◆ What the task asks: Your copy of the material below should match it exactly, except that it holds no pictures.

◆ Dataset entries:

'''

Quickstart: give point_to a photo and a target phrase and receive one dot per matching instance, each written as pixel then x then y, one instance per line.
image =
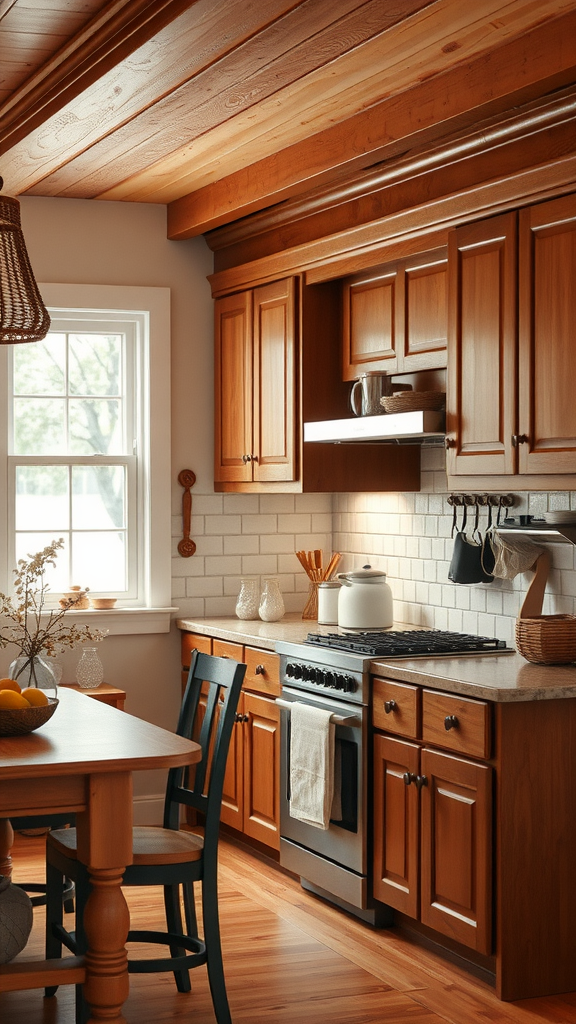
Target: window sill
pixel 120 622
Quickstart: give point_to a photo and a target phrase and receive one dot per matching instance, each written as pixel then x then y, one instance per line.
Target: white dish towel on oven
pixel 312 764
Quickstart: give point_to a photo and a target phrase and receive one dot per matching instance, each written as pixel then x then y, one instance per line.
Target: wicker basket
pixel 547 639
pixel 18 721
pixel 413 401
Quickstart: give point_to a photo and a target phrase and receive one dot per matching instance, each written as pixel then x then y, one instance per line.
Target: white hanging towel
pixel 312 764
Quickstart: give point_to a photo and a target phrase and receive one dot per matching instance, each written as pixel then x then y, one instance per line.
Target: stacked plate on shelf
pixel 561 518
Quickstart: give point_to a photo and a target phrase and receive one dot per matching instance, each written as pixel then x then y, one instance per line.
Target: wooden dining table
pixel 82 760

'''

◆ Response:
Quickstart: give point_to a photo and a target phrase and receive one dot per matching instance, each written as pixel then x then y, one instance per line.
image =
Target: window sill
pixel 120 622
Quickstart: give point_to a photo and a target phrase and receive one dot per matching instance, each written as pixel then x then y, one instance per line.
Target: white dish towel on oven
pixel 312 764
Quickstart: give point_to a photo and a target phrase and receive one dot per matching instance, each written as pixel then x then y, one instance per line.
Target: wicker basket
pixel 547 639
pixel 18 721
pixel 413 401
Quickstart: give point_to a photo and a target phrase and receive one dot per matching instance, each written as pixel then x then y, one instance per line.
Target: white hanging towel
pixel 312 764
Quickstart: give point_to a photo and a target phrase and receive one dot per matching instance, each written as pixel then x then y, one instance per line.
Target: stacked plate on shelf
pixel 561 518
Quickstart: give point_to a photo and a target phrase and receive one dot per matching instance, each written as pixel then x then y, one instance per line.
Target: wooden dining table
pixel 82 760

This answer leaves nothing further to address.